(Stored data entries)
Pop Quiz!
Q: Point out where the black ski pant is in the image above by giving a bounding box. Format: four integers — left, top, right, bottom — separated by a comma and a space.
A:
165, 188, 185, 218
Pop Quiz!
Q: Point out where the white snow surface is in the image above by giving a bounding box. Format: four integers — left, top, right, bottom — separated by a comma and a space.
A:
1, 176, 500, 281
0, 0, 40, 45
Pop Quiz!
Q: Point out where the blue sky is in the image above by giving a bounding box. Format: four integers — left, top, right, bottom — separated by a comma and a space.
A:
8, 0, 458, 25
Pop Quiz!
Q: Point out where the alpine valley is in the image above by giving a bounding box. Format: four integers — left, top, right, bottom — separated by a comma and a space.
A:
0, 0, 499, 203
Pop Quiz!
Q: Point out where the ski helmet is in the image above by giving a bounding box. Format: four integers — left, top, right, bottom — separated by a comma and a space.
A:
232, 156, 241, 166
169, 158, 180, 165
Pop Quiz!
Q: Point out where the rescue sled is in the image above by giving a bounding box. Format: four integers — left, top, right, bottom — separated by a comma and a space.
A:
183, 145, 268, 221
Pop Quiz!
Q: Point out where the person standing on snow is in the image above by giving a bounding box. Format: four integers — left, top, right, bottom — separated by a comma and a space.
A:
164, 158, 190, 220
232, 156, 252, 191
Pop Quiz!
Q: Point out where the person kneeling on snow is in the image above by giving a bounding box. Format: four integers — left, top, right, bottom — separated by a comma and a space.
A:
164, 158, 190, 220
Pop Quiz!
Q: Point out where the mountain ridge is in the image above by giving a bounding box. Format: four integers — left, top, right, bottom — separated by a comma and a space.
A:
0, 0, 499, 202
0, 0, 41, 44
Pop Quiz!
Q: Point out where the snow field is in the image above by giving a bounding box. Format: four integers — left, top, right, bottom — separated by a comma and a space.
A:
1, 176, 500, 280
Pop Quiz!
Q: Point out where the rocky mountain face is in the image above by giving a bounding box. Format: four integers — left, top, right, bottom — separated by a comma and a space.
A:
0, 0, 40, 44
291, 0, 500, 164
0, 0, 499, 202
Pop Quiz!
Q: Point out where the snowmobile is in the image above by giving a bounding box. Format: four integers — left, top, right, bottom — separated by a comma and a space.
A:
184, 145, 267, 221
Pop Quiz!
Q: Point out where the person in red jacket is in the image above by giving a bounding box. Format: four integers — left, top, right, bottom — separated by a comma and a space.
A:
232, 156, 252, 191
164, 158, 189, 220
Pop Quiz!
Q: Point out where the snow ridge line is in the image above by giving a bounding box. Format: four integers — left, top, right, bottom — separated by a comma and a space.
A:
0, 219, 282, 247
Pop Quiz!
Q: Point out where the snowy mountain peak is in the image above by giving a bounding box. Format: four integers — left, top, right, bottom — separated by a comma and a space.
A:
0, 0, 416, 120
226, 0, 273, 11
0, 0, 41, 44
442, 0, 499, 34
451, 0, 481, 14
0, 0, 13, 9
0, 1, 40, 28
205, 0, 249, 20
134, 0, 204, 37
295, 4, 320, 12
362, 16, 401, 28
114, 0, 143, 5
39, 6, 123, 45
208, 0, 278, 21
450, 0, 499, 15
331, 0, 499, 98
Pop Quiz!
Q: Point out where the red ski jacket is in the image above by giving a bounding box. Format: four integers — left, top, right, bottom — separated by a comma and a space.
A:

» **What is needed**
Return the entries in full. Do not alter them.

» **Problem solution**
Pop Quiz!
Q: Point out where the black ski pant is in the image above by giving a bounding box. Format: four integers — left, top, right, bottom — separated by a comma and a space.
A:
165, 188, 185, 218
Pop Quiz!
Q: Point out where the white snow surface is in the image above by giving a bounding box. Format: four integers — left, top, right, bottom — separated by a comma and a space.
A:
1, 176, 500, 281
0, 0, 40, 45
Pop Quiz!
Q: Point out where the blue sky is in the image above by giving a bounding box. Format: four integers — left, top, right, bottom — separated by a comma and a space.
A:
8, 0, 458, 25
Pop Quiz!
Q: Point out where the alpine valley is in the image above by giving a bounding box. Format: four integers — left, top, right, bottom — separated by a comma and a space.
A:
0, 0, 499, 203
Pop Quiz!
Q: Point out where the ski helmet is in the image above by giving a bounding box. Format: four integers — left, top, right, bottom — separated by a comma and a space.
A:
232, 156, 241, 166
169, 158, 180, 165
Pop Quiz!
Q: Point out where the rescue sled is in the image above by giving a bounding box. Format: four integers — left, top, right, bottom — separated by a comma and a space.
A:
183, 145, 268, 221
Pop Quiz!
Q: Point out where the person standing on snow is in the image above by giving a bounding box. Format: four integers — left, top, right, bottom — separated by a comma and a space.
A:
164, 158, 190, 220
232, 156, 252, 191
Pop Quiz!
Q: Point out where the person kneeling on snow is in the image above by giving a bounding box. Format: four integers — left, top, right, bottom — separated by a comma and a space.
A:
164, 158, 190, 220
Pop Quiz!
Q: Point out where the mountain ridge is in the image above by giving a bounding box. Format: four integers — left, top, right, bottom — separated by a comma and a space.
A:
0, 0, 499, 202
0, 0, 41, 44
Pop Quiz!
Q: Point out where the snow field is in the image above by giving a bounding box. Format: four integers — left, top, right, bottom — separated by a comma and a space.
A:
1, 176, 500, 280
Pop Quiz!
Q: Point out where the rocky mountain face is in the image above by giving a bounding box. Format: four integers — left, top, right, bottom — separated by a comma and a space.
A:
0, 0, 40, 44
291, 0, 500, 164
0, 0, 499, 202
Pop Quiz!
Q: Point out where the snowmobile is in the image above by giving a bounding box. Format: four integers — left, top, right, bottom — separated by a comma and a space.
A:
184, 145, 267, 221
Pop Quiz!
Q: Point out where the person in red jacket is in the image above by giving a bounding box. Format: four integers — left, top, right, bottom — separated by a comma and a space.
A:
232, 156, 252, 191
164, 158, 189, 220
Pop Quiz!
Q: Point out where the snow ridge line is in the image above by giving a bounding box. Format: four integers — left, top, right, bottom — separated by a comma and a space.
A:
0, 219, 282, 247
Pop Quiz!
Q: Point out where the snowy mountain peak is in the image above by giving a bounding box. Format: four integers — left, top, right, bottom — separated by a comma and a space.
A:
0, 0, 416, 120
226, 0, 273, 11
0, 0, 41, 44
442, 0, 499, 34
451, 0, 481, 14
0, 0, 13, 9
0, 1, 40, 28
205, 0, 249, 20
134, 0, 204, 37
295, 4, 320, 12
362, 16, 401, 28
114, 0, 143, 5
39, 6, 123, 45
208, 0, 278, 21
450, 0, 499, 15
331, 0, 499, 98
Pop Quiz!
Q: Point out where the red ski jacket is in the image above by giving a bounding box. Format: four integers — left, top, right, bottom — separated by a comma and a space.
A:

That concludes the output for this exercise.